Skip to main content


Search Within Videos with Text

This notebook guides you through the process of searching for specific textual information within videos and retrieving relevant video segments. To achieve this, we leverage various libraries and techniques, including:

  • clip: A library for vision and language understanding.
  • PIL: Python Imaging Library for image processing.
  • torch: The PyTorch library for deep learning.

Searching within videos with text has practical applications in various domains:

  1. Video Indexing: People can find specific topics within videos, enhancing search experiences.

  2. Content Moderation: Social media platforms use text-based searches to identify and moderate content violations.

  3. Content Discovery: Users search for specific scenes or moments within movies or TV shows using text queries. Security personnel can search within video footage for specific incidents or individuals.

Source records
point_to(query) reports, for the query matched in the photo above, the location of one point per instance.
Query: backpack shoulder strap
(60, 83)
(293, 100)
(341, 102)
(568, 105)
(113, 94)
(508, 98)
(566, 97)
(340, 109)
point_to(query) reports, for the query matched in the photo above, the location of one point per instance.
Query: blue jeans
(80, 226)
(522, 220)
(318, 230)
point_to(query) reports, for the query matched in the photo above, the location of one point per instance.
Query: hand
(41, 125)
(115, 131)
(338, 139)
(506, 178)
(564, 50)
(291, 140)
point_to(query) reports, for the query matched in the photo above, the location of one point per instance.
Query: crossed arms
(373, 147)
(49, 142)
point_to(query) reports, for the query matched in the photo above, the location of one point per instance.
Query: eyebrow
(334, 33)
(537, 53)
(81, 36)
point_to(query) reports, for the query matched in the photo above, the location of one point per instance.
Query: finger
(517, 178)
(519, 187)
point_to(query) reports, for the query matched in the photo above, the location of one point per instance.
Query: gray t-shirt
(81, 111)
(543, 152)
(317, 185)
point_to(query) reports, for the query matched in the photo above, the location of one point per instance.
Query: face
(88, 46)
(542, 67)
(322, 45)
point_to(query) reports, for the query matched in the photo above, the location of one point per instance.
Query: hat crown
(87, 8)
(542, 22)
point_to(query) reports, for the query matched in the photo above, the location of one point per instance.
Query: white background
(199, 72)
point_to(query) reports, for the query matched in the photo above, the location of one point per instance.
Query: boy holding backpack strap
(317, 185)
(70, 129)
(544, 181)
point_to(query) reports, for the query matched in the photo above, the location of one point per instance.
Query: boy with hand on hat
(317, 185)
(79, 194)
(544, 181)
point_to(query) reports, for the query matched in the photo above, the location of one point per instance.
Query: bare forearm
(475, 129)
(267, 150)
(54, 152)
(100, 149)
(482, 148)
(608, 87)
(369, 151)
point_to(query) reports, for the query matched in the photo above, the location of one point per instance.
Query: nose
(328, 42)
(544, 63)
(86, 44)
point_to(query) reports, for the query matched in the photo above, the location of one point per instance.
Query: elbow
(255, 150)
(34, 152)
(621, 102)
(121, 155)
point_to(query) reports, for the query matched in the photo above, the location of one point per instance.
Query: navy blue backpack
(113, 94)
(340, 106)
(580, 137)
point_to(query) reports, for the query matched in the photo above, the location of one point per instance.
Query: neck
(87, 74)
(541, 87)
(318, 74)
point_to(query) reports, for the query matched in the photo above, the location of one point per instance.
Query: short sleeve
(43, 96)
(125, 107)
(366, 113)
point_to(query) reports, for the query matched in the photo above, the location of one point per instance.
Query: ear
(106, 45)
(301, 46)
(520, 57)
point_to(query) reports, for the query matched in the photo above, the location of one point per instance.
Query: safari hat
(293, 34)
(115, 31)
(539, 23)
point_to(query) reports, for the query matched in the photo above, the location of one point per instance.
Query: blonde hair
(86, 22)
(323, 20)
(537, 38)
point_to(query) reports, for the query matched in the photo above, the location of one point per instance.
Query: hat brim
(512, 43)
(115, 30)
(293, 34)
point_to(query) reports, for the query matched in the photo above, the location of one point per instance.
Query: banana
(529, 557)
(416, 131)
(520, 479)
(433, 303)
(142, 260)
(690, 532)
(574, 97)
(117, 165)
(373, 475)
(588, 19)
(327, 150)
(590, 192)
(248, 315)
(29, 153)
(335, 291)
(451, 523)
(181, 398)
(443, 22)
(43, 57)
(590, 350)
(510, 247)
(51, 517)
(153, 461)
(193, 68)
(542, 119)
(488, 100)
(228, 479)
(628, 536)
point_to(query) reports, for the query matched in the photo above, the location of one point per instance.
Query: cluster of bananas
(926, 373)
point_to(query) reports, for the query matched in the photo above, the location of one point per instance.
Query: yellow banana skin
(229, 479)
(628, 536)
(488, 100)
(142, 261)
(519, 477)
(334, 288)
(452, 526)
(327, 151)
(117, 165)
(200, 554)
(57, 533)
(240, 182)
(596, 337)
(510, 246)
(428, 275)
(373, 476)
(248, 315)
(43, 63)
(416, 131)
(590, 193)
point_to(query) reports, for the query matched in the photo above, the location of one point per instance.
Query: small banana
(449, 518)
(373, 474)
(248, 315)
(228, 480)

## What this task involves
Answer from the video text-search page:
1. Which library does it describe as being for vision and language understanding?
2. For what purpose do social media platforms use text-based searches?
3. Who can search within video footage for specific incidents or individuals?
Rely only on the video text-search page, not on the records.

## Output for this exercise
1. clip
2. To identify and moderate content violations.
3. Security personnel.